_Work required:_ Only one portion of the data is to be written out: from the line bearing "positive clicks: (182, 260) (167, 259)" through the line bearing "negative clicks: (86, 320) (209, 330)". Write it exactly as it appears.

_Raw data:_
··········
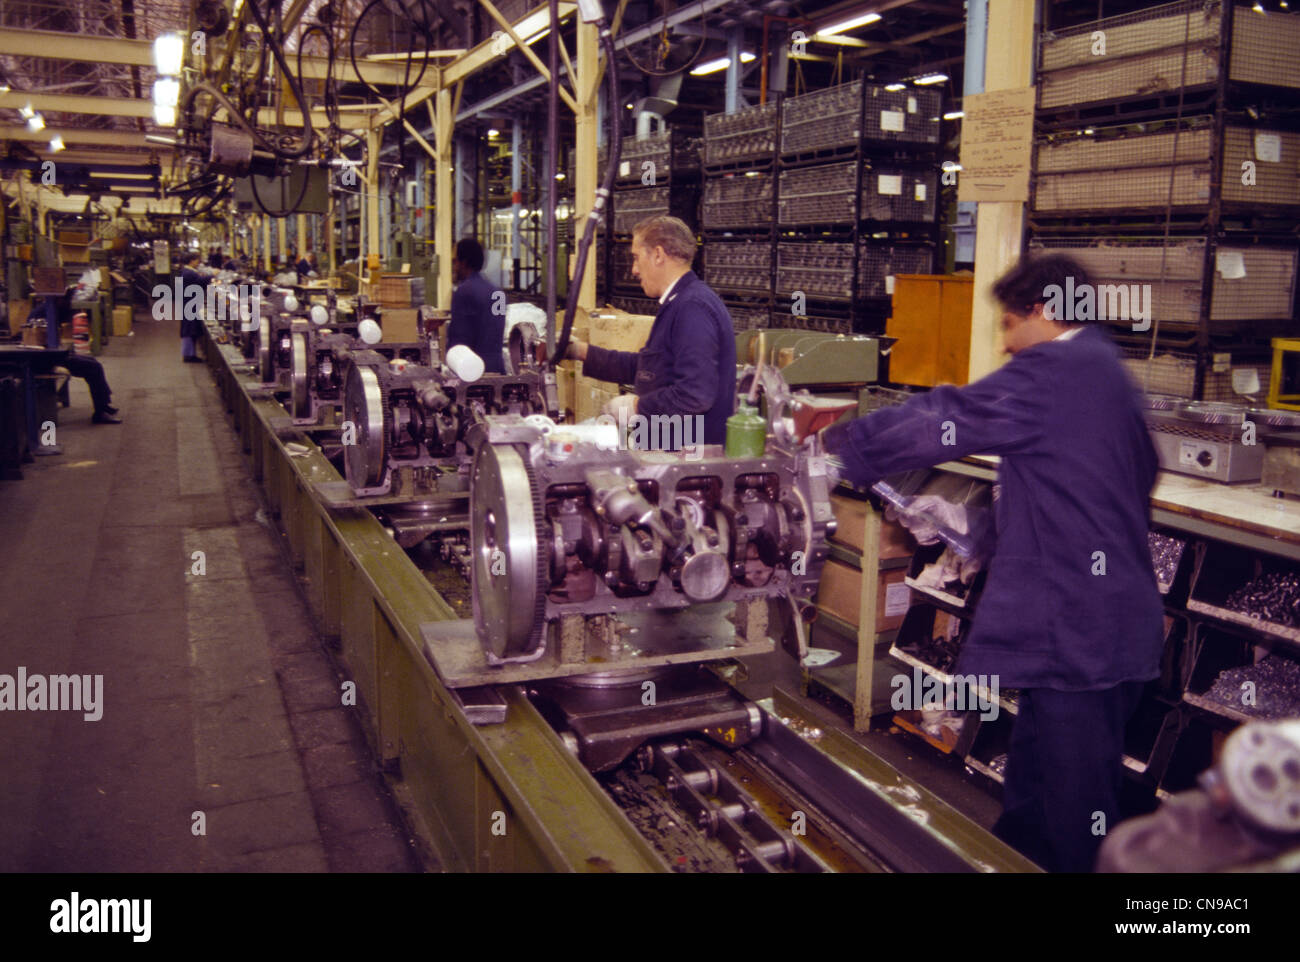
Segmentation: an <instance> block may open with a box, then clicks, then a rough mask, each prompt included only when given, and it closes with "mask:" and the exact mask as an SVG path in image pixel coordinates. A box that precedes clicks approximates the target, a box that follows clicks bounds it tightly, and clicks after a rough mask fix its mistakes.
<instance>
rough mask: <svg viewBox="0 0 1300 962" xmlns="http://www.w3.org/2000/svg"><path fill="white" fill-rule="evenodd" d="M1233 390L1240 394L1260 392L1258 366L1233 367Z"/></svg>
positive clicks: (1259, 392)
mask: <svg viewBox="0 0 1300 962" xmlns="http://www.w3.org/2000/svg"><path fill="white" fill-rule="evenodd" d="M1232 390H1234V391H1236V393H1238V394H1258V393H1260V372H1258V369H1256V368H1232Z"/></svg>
··········
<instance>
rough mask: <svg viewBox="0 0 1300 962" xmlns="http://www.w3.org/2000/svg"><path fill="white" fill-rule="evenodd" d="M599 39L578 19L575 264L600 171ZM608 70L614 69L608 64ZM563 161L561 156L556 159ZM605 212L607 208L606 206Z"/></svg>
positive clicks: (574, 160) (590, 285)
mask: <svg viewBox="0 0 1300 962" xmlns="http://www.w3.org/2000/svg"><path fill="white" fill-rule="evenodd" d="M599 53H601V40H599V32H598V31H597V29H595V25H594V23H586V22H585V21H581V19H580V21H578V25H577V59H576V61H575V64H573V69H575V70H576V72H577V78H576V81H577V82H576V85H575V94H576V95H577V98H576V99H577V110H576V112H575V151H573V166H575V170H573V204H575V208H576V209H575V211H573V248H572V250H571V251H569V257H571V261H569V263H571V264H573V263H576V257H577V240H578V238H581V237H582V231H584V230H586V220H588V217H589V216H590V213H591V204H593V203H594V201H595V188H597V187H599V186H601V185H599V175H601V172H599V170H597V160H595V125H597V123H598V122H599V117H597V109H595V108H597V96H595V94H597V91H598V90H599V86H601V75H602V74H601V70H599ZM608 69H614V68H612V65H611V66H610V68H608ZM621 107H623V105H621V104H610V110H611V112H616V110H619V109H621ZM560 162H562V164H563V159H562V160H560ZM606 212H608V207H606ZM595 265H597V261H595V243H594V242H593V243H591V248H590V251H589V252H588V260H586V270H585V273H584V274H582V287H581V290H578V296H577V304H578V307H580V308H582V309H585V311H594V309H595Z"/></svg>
··········
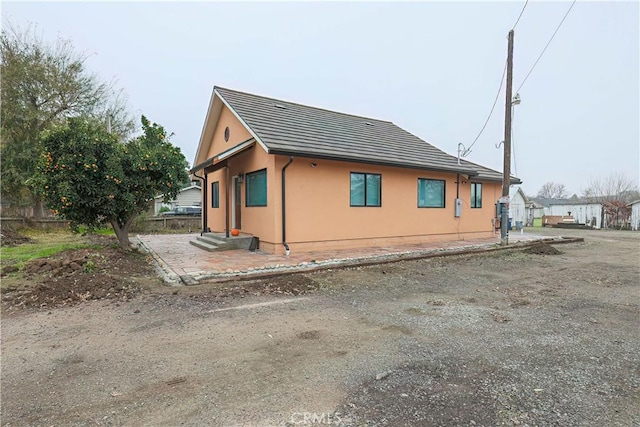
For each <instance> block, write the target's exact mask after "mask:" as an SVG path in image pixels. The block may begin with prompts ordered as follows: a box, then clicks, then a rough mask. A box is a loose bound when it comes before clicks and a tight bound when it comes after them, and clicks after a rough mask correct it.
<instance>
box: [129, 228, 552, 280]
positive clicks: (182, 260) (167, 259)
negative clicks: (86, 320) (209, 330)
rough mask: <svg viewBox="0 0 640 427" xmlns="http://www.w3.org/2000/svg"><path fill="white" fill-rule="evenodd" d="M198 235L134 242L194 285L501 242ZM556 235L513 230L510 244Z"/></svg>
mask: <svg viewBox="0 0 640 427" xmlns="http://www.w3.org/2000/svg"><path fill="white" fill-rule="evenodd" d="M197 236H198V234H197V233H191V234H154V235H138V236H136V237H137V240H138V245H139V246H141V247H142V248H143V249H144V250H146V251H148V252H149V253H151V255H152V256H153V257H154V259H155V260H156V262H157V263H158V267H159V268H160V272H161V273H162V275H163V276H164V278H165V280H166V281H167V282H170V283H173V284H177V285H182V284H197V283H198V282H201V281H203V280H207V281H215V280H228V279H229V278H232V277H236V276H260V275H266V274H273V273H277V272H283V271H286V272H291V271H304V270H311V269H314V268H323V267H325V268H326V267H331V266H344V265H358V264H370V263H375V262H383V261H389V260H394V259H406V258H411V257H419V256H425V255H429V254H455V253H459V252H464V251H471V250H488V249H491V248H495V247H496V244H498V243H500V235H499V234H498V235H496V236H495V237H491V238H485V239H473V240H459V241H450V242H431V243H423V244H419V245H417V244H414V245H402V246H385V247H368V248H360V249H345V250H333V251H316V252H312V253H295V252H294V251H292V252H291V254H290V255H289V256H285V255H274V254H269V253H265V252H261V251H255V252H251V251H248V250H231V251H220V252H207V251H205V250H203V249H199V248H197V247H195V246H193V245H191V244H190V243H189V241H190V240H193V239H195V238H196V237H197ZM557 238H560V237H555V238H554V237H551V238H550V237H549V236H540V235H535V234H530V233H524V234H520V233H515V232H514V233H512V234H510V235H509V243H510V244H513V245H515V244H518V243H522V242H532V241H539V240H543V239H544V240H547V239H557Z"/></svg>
··········
_Expected answer:_
positive clicks: (182, 260) (167, 259)
negative clicks: (86, 320) (209, 330)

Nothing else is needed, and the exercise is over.